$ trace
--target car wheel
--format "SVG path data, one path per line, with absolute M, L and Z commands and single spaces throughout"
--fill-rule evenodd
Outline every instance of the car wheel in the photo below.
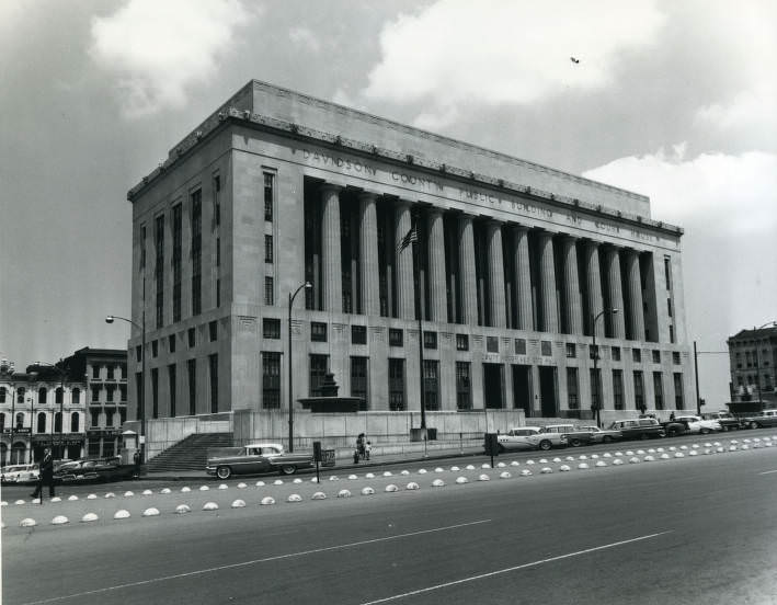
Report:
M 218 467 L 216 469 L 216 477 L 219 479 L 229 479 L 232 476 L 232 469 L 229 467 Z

⁂

(THE TASK) Switch each "car wheel" in the entries above to "tire" and write the entries out again with nothing else altered. Leave the pictures out.

(RESPONSE TO THE EXERCISE)
$ trace
--target tire
--format "SVG path data, one path per line, with absolute M, L and Z commands and single spaces throughout"
--fill-rule evenodd
Outline every instance of the tire in the photo below.
Report:
M 218 467 L 216 469 L 216 477 L 219 479 L 229 479 L 232 476 L 232 469 L 229 467 Z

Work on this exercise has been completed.